TEXT
────────
More Thinking, More Bias: Length-Driven Position Bias in Reasoning Models

arXiv

Xiao Wang

May 11, 2026, 12:00 AM

arXiv:2605.06672v1 Announce Type: new Abstract: Chain-of-thought (CoT) reasoning and reasoning-tuned models such as DeepSeek-R1 are commonly assumed to reduce shallow heuristic biases by thinking carefully. We test this on position bias in multiple-choice QA and find a different story: within any reasoning-capable model, per-question position bias scales with the length of the reasoning trajectory. Across thirteen reasoning-mode configurations (two R1-distilled 7-8B models, two base models prompted with CoT, and DeepSeek-R1 at 671B) on MMLU, ARC-Challenge, and GPQA, twelve show a positive partial correlation between trajectory length and Position Bias Score (PBS) after controlling for accuracy, ranging from 0.11 to 0.41 (all p < 0.05). All twelve open-weight reasoning-mode configurations show monotonically increasing PBS across length quartiles. A truncation intervention provides causal evidence: continuations resumed from later points in the trajectory are increasingly likely to shift toward position-preferred options (16% to 32% for R1-Qwen-7B across absolute-position buckets). At 671B, aggregate PBS collapses to 0.019, but the length effect still manifests in the longest quartile (PBS = 0.071), suggesting that accuracy gates the expression of length-driven bias rather than eliminating the underlying mechanism. We additionally find that direct-answer position bias is a distinct phenomenon with a different footprint (strong in Llama-Instruct-direct, weak in Qwen-Instruct-direct, and uncorrelated with trajectory length): CoT reasoning replaces this baseline bias with length-accumulated bias. Our results argue that reasoning-capable models should not be treated as order-robust by default in MCQ evaluation pipelines, and offer a diagnostic toolkit (PBS, commitment change point, effective switching, truncation probes) for auditing position bias in reasoning models.
────────
RAW DATA
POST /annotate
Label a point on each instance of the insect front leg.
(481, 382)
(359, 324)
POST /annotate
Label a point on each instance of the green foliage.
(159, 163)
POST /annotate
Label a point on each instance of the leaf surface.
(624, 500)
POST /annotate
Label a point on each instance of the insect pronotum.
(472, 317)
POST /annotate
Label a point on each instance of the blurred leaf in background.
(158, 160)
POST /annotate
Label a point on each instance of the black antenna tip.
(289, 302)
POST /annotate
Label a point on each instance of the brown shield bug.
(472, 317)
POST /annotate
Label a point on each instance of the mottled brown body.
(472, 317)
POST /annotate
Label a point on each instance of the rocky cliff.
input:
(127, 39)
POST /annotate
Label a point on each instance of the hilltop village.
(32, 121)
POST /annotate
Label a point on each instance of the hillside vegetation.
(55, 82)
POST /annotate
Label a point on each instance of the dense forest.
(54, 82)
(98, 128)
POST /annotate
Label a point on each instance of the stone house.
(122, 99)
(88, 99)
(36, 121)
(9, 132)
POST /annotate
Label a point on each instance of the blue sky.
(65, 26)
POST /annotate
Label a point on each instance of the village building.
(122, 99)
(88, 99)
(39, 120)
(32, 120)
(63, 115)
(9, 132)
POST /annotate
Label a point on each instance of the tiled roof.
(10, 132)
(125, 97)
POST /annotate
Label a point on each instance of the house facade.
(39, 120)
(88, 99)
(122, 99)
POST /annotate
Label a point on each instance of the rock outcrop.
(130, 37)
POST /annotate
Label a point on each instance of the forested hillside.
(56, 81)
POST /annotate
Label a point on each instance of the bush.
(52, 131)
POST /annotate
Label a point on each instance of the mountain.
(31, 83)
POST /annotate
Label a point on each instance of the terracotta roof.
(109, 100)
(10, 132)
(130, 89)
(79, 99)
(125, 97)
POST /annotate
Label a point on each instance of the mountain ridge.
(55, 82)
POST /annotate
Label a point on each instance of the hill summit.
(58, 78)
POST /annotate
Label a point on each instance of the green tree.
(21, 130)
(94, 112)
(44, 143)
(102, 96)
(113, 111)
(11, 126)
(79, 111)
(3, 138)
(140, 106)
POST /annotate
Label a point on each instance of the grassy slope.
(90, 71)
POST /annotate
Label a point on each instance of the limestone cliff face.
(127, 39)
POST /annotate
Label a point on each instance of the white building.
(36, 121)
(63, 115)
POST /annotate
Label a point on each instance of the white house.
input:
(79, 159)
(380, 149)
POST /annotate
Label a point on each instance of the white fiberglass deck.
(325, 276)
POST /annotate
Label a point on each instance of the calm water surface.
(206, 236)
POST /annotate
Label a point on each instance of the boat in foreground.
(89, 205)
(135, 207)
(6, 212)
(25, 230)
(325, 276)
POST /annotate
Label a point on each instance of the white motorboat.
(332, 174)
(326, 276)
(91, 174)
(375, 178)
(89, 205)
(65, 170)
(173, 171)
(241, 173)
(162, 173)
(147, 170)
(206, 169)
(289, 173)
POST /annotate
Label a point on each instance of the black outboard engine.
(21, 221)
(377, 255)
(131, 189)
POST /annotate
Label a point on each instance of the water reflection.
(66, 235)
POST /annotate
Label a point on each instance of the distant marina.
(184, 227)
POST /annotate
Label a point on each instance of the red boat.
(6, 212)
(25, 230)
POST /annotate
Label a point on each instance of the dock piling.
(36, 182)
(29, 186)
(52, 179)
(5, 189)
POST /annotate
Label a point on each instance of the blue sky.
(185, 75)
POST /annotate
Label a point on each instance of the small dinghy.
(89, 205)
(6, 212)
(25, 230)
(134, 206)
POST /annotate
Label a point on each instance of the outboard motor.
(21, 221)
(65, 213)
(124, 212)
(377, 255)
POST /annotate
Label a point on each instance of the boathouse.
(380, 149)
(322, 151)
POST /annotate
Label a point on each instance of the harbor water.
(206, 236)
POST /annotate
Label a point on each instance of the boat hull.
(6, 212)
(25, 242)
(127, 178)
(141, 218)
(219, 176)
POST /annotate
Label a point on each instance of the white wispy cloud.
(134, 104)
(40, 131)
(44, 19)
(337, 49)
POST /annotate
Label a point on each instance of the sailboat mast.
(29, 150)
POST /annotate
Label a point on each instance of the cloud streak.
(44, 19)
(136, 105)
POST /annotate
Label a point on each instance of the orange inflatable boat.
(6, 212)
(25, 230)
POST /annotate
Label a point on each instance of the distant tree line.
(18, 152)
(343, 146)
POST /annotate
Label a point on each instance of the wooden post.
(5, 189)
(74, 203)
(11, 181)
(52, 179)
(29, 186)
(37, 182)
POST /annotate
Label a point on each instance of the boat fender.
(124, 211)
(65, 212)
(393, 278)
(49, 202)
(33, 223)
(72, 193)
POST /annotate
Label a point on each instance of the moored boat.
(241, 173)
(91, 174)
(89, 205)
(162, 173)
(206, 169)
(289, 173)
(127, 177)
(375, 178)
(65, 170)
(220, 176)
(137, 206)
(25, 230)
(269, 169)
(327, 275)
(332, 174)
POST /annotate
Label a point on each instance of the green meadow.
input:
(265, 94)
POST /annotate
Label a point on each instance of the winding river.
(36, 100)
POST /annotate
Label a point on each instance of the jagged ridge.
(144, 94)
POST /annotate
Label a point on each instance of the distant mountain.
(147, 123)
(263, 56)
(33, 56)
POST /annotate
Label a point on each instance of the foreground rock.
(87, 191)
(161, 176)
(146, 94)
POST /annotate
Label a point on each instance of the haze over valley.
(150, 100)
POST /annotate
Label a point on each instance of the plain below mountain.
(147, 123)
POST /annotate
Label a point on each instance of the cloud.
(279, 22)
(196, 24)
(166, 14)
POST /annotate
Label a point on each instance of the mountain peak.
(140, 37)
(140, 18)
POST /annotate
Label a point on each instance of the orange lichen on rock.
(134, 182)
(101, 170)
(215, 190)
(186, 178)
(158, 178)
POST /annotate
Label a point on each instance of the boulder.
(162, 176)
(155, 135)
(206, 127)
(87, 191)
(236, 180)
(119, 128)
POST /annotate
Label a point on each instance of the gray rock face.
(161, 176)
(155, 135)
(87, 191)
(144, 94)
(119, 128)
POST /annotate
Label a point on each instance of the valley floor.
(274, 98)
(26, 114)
────────
TASK OBJECTIVE
Answer these questions from the position-bias abstract above:
1. How many reasoning-mode configurations did the study cover?
2. What aggregate Position Bias Score did the 671B model reach?
3. Which direct-answer configuration showed strong position bias?

WRITTEN RESPONSE
1. Thirteen.
2. 0.019.
3. Llama-Instruct-direct.